What to produce
Rewrite everything in the records below from the line containing "Mark the concrete" down to the line containing "Target: concrete terrace", replacing "concrete terrace" with "brick patio" and keeping everything else the same. Leave the picture out of your answer.

Stored data
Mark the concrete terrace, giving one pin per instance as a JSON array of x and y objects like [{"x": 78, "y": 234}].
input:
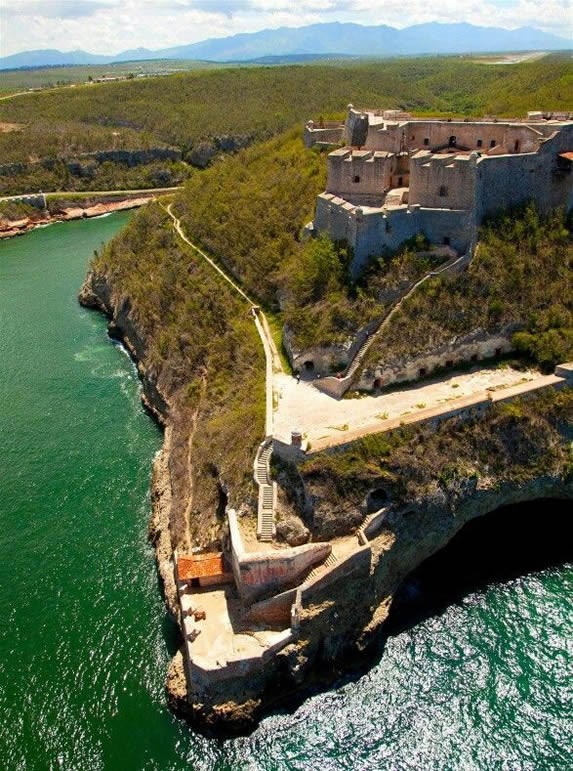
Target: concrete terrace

--

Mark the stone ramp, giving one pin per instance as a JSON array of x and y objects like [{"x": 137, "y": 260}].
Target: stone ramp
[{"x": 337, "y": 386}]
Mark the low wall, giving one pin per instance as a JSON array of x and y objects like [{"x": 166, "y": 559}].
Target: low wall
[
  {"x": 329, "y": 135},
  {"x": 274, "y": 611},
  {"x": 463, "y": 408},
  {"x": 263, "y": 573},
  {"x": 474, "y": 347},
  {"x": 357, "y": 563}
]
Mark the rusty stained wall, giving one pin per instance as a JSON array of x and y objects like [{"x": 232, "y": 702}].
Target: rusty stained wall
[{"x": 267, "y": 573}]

Task answer
Mark the brick patio, giving one pin per instance as a JSON array of x and y objects like [{"x": 78, "y": 234}].
input:
Target: brick patio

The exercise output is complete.